> [Given exercise A] Summarize the article on the Alice Springs system black below in two sentences.
> [Given exercise B] Filter the entries below, keeping every line that contains the string "mountain". Matching is case-sensitive.

> [Selected extract]

>> Begin

Feb 14 2020

Is there a cloud over NT’s energy transition?

At 2:18pm on Sunday 13 October last year Alice Springs suffered a System Black that impacted an estimated 12,000 customers for between 30 minutes and up to 10 hours on a “hot and humid” day[i]. Initial media reports focused on a passing cloud’s impact on solar generation[ii], which led to a sudden drop in output from the 4MW Uterne solar farm and rooftop PV.

But, as with South Australia’s system black in 2016 Alice Springs’s event was much more complex and more nuanced and stemmed from a set of cascading events.

In a report[iii] to the Northern Territory (NT) Government, the NT Utilities Commission commented that the Alice Springs system black could not be attributed to a single point of failure because there were multiple failures both in the events that led to the system black and then the subsequent restoration of the system.

One thing is clear (and again here there are parallels with SA experience) as systems move towards a higher level of intermittent renewable generation there is a need for much greater planning and co-ordination. The transition places greater reliance and importance on both demand and weather forecasting as well as operational planning.

The NT’s review of the Alice Springs system black indicate that the reliability issue could have been avoided or mitigated with better co-ordination and planning.  Overall, the review highlights the importance of having adequate supporting local generation or other matching technologies available at the times when they are needed.  All generation (renewable and thermal), as well as distribution technologies, can and will experience unexpected faults.  Of course, this is easy in hindsight but the assessment of the Alice Springs system failure does provide some valuable insights. So what went wrong in the NT?

Key issues

The Utilities Commission’s report found that key failures in the lead up to the system black included operating the system in an insecure state with insufficient spinning reserve and limited regulating reserve, as well as issues with the system’s automatic generator control (AGC), generator controls for the Jenbacher[iv] units at the Owen Springs Power Station (OSPS), a 5MW battery energy storage system (known as BESS) and the settings of the under frequency load shedding (UFLS) scheme.

Key failures in the restoration included a lack of or inadequate black start procedures, Jenbacher generator limitations and the delayed availability of the Ron Goodin Power Station’s (RGPS) major gas unit (R9) due to maintenance issues.

“Several failings in the restoration process were pivotal, and led to a significantly longer restoration process,” according to the Utilities Commission.

The Utilities Commission had power system consultants Entura provide a technical report on what occurred. That report highlights in detail the sequence of events, while also questioning the agility and robustness of the power grid.

Entura did not find that sudden cloud cover could be considered a root cause, noting that it is a credible event and power systems must be designed to be sufficiently robust to withstand all credible events.

Entura’s review observed:

  • The initiating event for the system black was the sudden unforeseen “by those managing the system” reduction of solar output from the Uterne solar farm and from rooftop solar, which led to an increase in load on dispatched synchronous generation.
  • If the automatic generator control (AGC), Jenbacher generators, battery energy storage system (BESS) and under frequency load shedding had functioned as expected then the initiating event would not have led to the system black.
  • If two or more of the AGC, Jenbacher generators, BESS and UFLS had functioned as expected a system black was likely to have been avoided or limited to a technical black (where parts of the system remain energised), and that would have meant a reduced restoration period for customers.

>> End

> [The data]

>> Begin

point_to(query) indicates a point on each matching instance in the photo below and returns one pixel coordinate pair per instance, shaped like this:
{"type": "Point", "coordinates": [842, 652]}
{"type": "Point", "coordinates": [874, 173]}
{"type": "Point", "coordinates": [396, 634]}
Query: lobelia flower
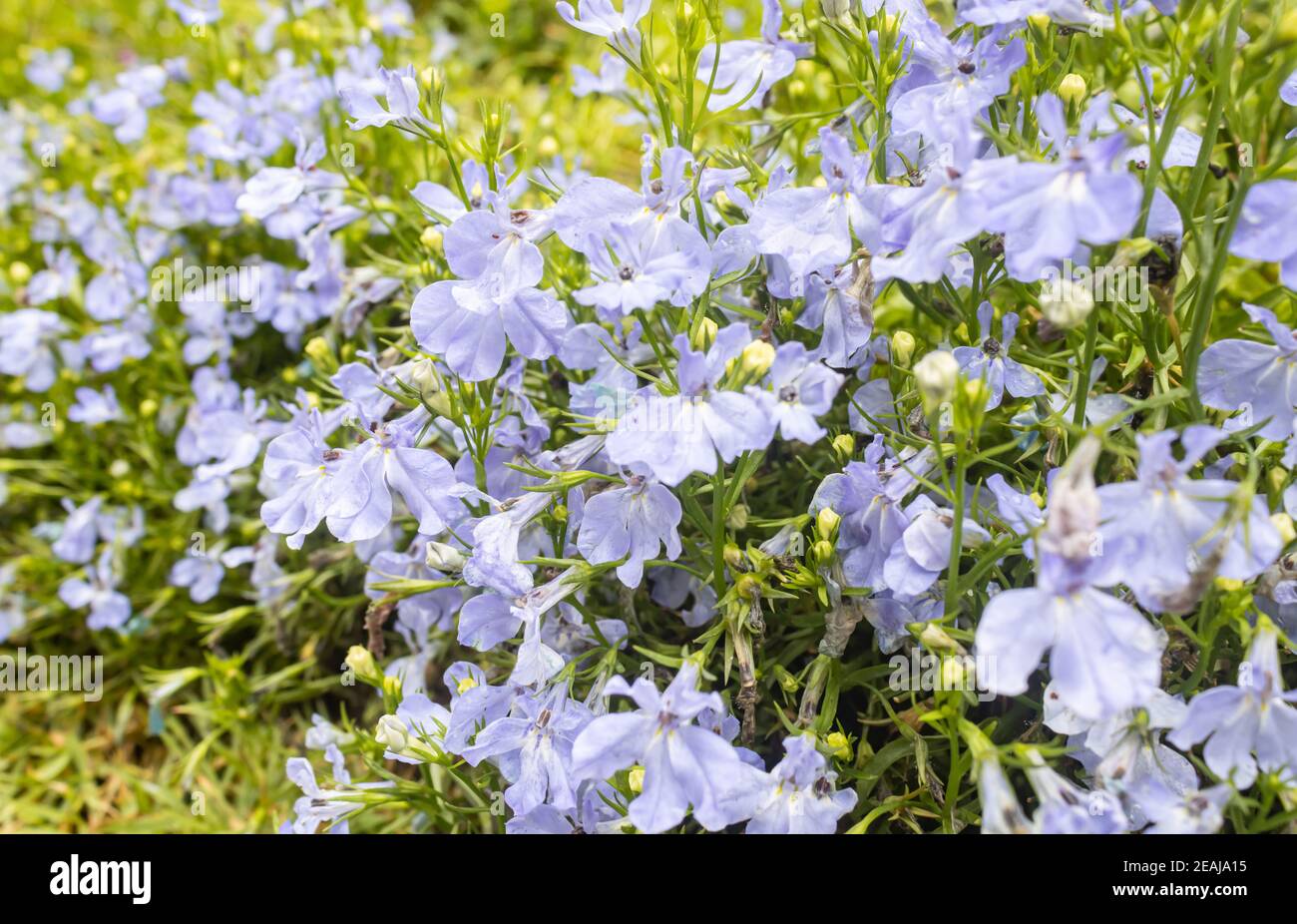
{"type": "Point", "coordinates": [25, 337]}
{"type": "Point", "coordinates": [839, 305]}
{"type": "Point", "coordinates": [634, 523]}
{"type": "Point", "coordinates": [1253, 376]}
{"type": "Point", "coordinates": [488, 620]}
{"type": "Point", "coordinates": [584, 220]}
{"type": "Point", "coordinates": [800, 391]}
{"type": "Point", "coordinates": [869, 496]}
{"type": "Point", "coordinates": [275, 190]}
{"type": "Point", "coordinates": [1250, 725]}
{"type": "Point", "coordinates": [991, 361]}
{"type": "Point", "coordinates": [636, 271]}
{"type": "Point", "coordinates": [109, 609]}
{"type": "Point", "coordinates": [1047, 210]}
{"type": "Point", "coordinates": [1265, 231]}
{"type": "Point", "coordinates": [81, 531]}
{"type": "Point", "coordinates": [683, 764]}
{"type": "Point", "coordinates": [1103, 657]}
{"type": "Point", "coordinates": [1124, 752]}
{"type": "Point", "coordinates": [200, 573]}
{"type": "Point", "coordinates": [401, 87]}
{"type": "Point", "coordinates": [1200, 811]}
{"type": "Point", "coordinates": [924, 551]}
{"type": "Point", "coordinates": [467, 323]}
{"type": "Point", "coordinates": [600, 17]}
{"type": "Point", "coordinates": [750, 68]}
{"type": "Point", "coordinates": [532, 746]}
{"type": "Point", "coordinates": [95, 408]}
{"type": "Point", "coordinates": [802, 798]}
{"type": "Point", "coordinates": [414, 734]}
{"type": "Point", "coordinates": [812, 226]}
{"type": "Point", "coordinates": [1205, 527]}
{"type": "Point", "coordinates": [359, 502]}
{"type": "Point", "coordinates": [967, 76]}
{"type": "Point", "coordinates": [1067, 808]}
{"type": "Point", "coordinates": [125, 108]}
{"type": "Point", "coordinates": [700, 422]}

>> End
>> Begin

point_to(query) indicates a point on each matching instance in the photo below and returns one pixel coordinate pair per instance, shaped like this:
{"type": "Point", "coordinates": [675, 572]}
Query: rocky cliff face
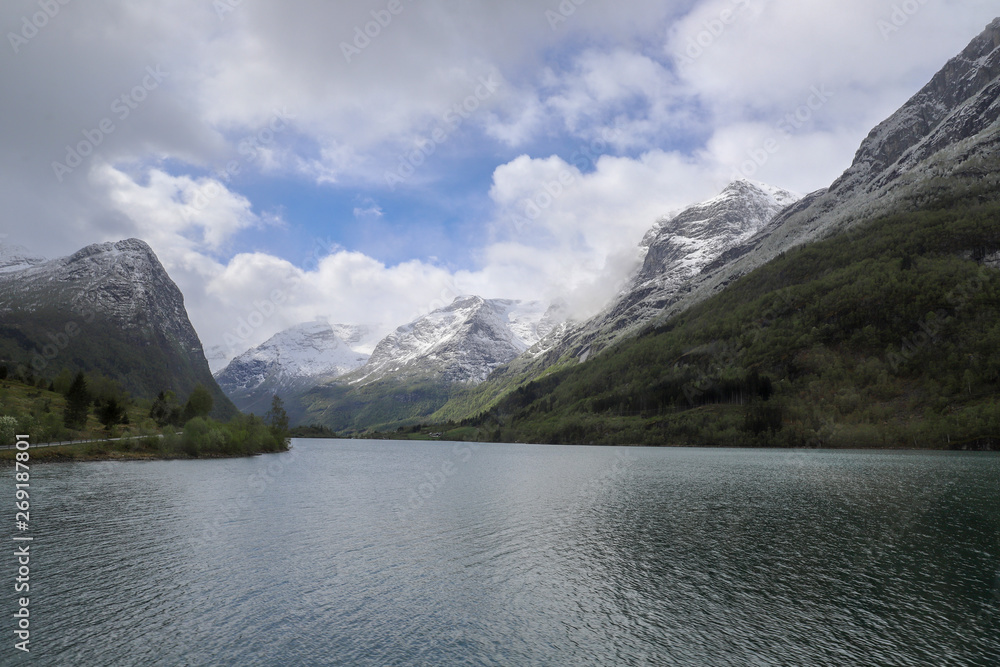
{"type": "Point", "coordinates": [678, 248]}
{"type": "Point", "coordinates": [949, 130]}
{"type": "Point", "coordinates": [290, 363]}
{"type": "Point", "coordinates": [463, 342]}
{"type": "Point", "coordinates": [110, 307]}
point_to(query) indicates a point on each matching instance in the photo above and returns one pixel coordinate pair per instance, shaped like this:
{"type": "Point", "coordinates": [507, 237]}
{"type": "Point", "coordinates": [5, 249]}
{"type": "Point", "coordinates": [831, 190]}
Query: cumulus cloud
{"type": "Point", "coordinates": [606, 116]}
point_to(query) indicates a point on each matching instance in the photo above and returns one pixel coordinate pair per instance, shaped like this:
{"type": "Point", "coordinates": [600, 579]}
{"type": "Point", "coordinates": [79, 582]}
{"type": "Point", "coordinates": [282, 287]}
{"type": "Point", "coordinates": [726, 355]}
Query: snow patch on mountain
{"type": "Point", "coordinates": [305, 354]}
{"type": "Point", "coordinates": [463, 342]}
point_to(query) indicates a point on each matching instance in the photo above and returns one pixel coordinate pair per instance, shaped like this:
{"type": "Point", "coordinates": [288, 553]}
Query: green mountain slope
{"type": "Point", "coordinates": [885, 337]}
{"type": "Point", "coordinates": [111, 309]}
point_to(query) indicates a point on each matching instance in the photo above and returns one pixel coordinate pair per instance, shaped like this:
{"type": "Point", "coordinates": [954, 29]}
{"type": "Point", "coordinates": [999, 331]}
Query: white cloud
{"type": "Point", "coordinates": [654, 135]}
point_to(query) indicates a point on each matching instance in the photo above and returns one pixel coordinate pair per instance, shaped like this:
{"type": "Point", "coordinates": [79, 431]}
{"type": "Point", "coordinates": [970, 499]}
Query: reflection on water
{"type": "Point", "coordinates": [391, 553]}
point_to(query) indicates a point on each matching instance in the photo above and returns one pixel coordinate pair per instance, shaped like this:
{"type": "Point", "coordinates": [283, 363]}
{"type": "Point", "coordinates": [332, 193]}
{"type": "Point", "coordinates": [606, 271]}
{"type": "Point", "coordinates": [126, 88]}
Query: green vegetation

>> End

> [Complete response A] On 13 October, a System Black in Alice Springs affected an estimated 12,000 customers for between 30 minutes and up to 10 hours. Early media reports focused on a passing cloud's impact on solar generation, but the NT Utilities Commission found that the event could not be attributed to a single point of failure, and Entura did not find that sudden cloud cover could be considered a root cause.

> [Complete response B]
Query: snow patch on mountain
Query: green mountain slope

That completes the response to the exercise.